> [Set problem]: Starting at the line that contains "point: the chandelier", transcribe every remaining line of the entries exactly, including the last one.
-------- Records for processing --------
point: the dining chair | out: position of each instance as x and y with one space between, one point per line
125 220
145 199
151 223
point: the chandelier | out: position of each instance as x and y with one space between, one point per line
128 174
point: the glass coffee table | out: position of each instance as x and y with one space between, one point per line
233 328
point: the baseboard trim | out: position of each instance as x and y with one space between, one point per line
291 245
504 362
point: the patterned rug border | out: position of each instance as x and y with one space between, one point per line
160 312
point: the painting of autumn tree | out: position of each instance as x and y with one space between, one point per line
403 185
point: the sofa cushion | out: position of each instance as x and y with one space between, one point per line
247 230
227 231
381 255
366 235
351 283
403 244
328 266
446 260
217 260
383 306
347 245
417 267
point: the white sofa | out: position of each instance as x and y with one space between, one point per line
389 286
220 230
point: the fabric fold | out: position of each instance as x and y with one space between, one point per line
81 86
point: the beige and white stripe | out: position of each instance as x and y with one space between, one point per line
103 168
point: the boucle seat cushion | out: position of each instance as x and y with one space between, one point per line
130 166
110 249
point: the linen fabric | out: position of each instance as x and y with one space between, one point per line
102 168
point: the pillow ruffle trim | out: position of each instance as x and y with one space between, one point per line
--------
> [The completed task]:
point: the chandelier | out: position of each instance as x and y with one space between, one point per line
128 174
point: the glass coffee table | out: position of each instance as x and y with one space between, one point per line
233 328
point: the baseboard trim | out: position of each instance as x and y with one space between, one point per line
291 245
504 362
point: the patterned rug border | out: position of each instance as x and y with one space between, one point per line
160 312
point: the painting of autumn tree | out: position of each instance as x and y with one space between, one point per line
403 185
point: the sofa cushion | out: position of each instance as x and y with one space between, one point per line
247 230
227 231
381 255
366 235
351 283
403 244
328 266
446 260
217 260
383 306
347 245
417 267
point: the white sofa | out: position of each instance as x and y with one space between, one point per line
389 286
220 230
point: the fabric fold | out: position of each instance as x and y with one space between, one point per line
81 86
point: the beige and white stripe | out: position of each instance as x and y with one space between, one point per line
103 168
point: the boucle seat cushion | out: position of each instance as x and y with one space between, one point per line
130 166
110 249
point: the linen fabric | out: position of each instance as x and y with one space between, one point per line
102 168
point: the pillow ruffle trim | out: position of each instance as x and y with one space between, one point per line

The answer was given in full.